— Begin —
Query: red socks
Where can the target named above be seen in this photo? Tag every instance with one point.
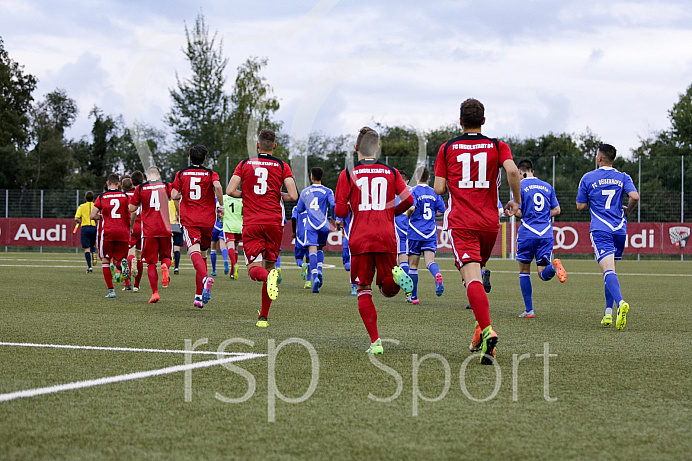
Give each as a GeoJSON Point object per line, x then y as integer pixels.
{"type": "Point", "coordinates": [367, 311]}
{"type": "Point", "coordinates": [479, 302]}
— End —
* What the exercise asks
Rewrite the lines above so that "photo" becomes "image" and nothing else changes, and leave the pictures out of your answer.

* Result
Query: red socks
Where can the target named above be seen in this image? Tag every instance with one point.
Give each as a GeoJSON Point object per line, x then y as integer pixels.
{"type": "Point", "coordinates": [367, 311]}
{"type": "Point", "coordinates": [479, 302]}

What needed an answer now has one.